• **Instructions for the task**: Each record needs to be transcribed word for word, though without its pictures.

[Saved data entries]
= = = = = = =

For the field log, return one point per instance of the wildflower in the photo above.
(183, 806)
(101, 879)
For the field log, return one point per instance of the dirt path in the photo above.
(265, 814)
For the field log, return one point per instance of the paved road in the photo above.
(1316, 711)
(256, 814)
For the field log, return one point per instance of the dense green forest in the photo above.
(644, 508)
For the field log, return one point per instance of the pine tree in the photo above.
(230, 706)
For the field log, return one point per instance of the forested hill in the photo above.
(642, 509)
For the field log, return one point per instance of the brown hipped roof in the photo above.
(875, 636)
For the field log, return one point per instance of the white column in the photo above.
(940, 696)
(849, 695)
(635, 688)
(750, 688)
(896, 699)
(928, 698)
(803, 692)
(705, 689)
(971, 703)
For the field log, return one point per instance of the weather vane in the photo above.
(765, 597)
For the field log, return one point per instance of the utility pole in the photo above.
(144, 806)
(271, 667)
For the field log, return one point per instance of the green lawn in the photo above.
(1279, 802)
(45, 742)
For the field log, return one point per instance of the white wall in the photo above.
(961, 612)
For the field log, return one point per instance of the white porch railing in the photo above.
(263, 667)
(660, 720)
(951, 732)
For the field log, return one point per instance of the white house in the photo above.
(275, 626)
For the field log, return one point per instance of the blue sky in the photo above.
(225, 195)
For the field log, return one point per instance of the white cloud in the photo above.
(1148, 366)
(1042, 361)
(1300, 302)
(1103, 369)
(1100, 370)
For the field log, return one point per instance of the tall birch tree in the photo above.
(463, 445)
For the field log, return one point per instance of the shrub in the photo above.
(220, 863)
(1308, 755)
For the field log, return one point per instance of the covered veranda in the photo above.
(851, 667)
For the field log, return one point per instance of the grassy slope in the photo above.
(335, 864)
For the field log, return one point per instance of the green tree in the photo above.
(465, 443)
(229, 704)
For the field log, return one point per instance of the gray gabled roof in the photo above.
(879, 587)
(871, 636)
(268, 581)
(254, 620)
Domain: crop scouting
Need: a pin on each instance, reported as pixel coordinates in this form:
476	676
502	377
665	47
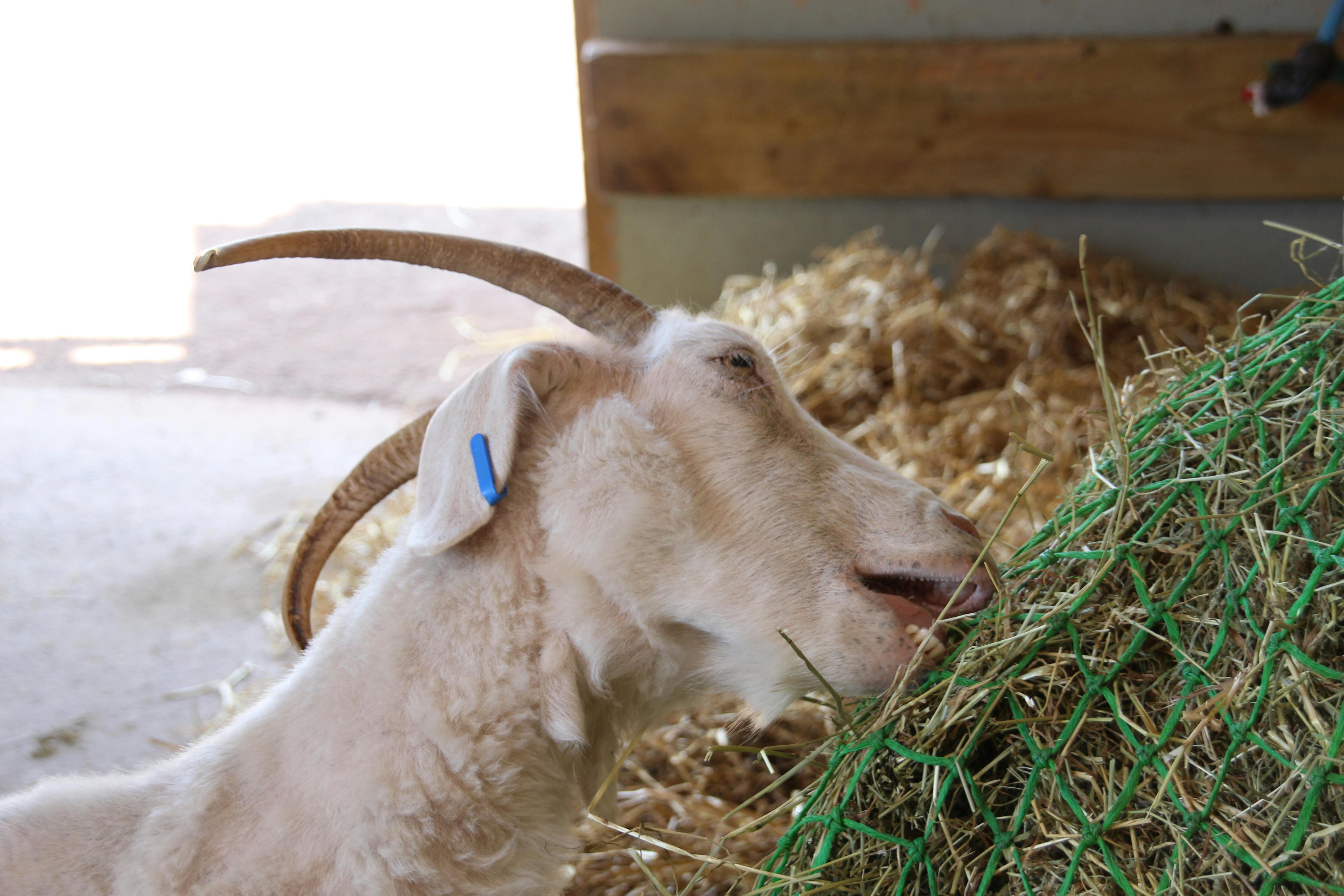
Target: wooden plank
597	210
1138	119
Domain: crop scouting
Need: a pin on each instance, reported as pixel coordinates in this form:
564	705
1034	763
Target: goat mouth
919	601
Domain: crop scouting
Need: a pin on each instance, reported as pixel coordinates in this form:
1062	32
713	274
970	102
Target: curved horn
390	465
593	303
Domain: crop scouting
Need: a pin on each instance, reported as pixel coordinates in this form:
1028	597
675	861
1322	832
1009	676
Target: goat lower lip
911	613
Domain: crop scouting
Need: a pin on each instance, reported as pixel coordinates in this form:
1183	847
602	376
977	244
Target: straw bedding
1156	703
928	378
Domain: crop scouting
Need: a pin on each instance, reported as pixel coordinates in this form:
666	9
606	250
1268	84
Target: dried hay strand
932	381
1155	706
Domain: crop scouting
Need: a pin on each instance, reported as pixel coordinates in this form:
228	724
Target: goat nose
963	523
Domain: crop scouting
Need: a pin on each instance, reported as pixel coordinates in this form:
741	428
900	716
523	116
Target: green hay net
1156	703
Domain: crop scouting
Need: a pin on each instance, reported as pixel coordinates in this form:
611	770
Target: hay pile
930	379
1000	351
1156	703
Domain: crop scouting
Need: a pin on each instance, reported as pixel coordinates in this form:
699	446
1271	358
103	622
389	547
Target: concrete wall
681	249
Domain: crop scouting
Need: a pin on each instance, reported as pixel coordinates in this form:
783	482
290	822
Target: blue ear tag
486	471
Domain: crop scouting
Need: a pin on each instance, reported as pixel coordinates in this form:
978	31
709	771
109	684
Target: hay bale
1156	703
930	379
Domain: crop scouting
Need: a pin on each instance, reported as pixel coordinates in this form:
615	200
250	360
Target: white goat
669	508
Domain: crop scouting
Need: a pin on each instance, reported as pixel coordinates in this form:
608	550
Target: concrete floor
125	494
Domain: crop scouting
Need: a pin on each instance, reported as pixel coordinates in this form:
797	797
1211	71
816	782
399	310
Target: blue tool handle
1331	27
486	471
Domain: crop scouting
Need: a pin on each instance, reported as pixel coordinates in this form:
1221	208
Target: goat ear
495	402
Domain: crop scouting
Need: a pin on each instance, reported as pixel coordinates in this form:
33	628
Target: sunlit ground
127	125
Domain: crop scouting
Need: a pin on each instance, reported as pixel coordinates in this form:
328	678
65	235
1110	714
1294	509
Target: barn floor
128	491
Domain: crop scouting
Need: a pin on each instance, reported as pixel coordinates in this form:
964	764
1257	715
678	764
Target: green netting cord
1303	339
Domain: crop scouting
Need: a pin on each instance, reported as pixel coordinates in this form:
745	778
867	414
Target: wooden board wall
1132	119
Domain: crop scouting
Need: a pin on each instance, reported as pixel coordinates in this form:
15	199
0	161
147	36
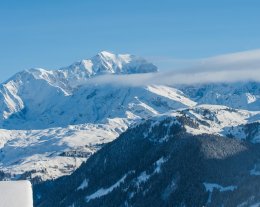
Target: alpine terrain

= = = = = = =

• **Result below**:
For the field log, return one point per instance of the wildflower in the photo above.
(183, 806)
(101, 879)
For the field log, return one point per instance of the dirt path in the photo above.
(265, 814)
For the field log, return one point per instance of the paved road in the photo above.
(1316, 711)
(256, 814)
For the field log, return one point per instance of the dense green forest in the photo above.
(644, 508)
For the field log, return one point per instance of the pine tree in the photo above.
(230, 706)
For the field log, return one point per instance of the forested hill in the photo above.
(642, 509)
For the field log, return one point per instance of the brown hipped roof in the photo above.
(875, 636)
For the field log, return one point per instance of the white column in the photo above.
(940, 696)
(849, 695)
(635, 688)
(750, 688)
(896, 699)
(928, 698)
(803, 692)
(705, 689)
(971, 703)
For the field log, return one point per instance of the weather vane in the photo above.
(765, 597)
For the field log, return one point per instance of the utility pole in the photo above.
(144, 806)
(271, 667)
For the field log, return one point per instance of the green lawn in the photo above.
(1279, 802)
(45, 742)
For the field log, return one point per instance of the white wall in the photo above.
(961, 612)
For the field log, return one point per instance of the white porch railing in the photo above.
(263, 667)
(660, 720)
(951, 732)
For the field log, return one point per instance of the white house in the photo above.
(275, 626)
For the field log, return one point per instance of the blue sky in the photo above.
(225, 195)
For the field log, return one point per instance of the white cloud in the photo above.
(1148, 366)
(1042, 361)
(1300, 302)
(1103, 369)
(1100, 370)
For the field log, return one point per instance of the tall birch tree in the photo above.
(463, 445)
For the field log, return one point per instance of the shrub in the photo above.
(220, 863)
(1308, 755)
For the field log, return one point per instance of the covered veranda in the photo above.
(851, 667)
For the field log, return one point per instance of the grassy slope in the photo above.
(335, 864)
For the field log, return one point per instance of the green tree in the photo above.
(465, 443)
(229, 704)
For the field log, return one point per instance of the gray gabled roof in the photo above.
(879, 587)
(871, 636)
(268, 581)
(254, 620)
Domain: crop scouting
Need: a pin on each instance, reported as pixel coordinates in this form:
476	676
502	377
665	47
Target: wooden plank
597	210
1138	119
Domain: crop scouting
Need: a pin on each instance, reported as pixel coordinates in this form:
564	705
1034	763
Target: goat mouth
919	601
Domain: crop scouting
Need: a pin on each instance, reported as pixel coordinates in this form:
1062	32
713	274
970	102
Target: curved horn
390	465
593	303
Domain: crop scouting
Need: a pin on each instance, reported as pixel coordinates in this form:
1028	597
675	861
1322	832
1009	676
Target: goat lower lip
911	613
Domain: crop scouting
Need: a pin on each instance, reported as pixel coordinates in this form:
1183	847
602	376
977	244
Target: straw bedding
1156	703
928	378
Domain: crop scouting
Need: a pin on each instance, reported as pixel coordinates in this form:
666	9
606	250
1268	84
Target: dried hay strand
932	381
1155	706
Domain: crop scouting
Need: a pin on each instance, reported as pixel coordinates in this form:
228	724
Target: goat nose
963	523
Domain: crop scouting
Need: a pin on each instance, reported as pixel coordinates in this form:
741	428
900	716
523	116
Target: green hay net
1156	703
Domain: crop scouting
Need: a pin on each instance, reported as pixel coordinates in this form:
611	770
Target: hay pile
930	379
1000	351
1156	703
Domain: crop scouting
Need: a pin on each instance, reported as pixel coordinates in this form:
699	446
1271	358
103	622
389	547
Target: concrete wall
681	249
Domain: crop scouting
Need: a pin on each instance, reported as pixel coordinates in this form:
783	482
290	822
Target: blue ear tag
486	471
Domain: crop scouting
Need: a pin on each instance, reported as pixel coordinates in this form:
978	31
709	771
109	684
Target: hay bale
1156	703
930	379
Domain: crop scouting
Need: a pin on each instance, reported as pixel coordinates in this form:
615	200
250	360
Target: white goat
669	508
Domain: crop scouting
Need: a pin on each instance, reported as pixel coordinates in this form:
608	550
Target: concrete floor
125	494
Domain: crop scouting
Need: a pin on each instance, reported as pixel coordinates in this form:
797	797
1211	71
816	782
399	310
Target: blue tool handle
1331	27
486	471
Domain: crop scouting
Need: a pin on each instance, reported as pixel coordinates in this form:
1221	208
Target: goat ear
495	402
Domain: crop scouting
Need: a pin on each instance, reported as pixel coordinates in this form:
33	628
Target: sunlit ground
127	125
Domain: crop scouting
Need: a pin on each instance, reported as pixel coordinates in this form:
328	678
65	235
1110	714
1294	509
Target: barn floor
128	491
Domain: crop scouting
Need: a pin on each instance, reported as pixel coordinates in this form:
964	764
1257	715
678	764
Target: green netting cord
1303	339
Domain: crop scouting
Need: a pin on each instance, reported as pixel coordinates in this form:
745	778
867	414
Target: wooden board wall
1132	119
Domain: crop scouting
Need: a pin on each instance, reported as pixel coordinates in this form:
15	199
0	161
147	36
Target: alpine terrain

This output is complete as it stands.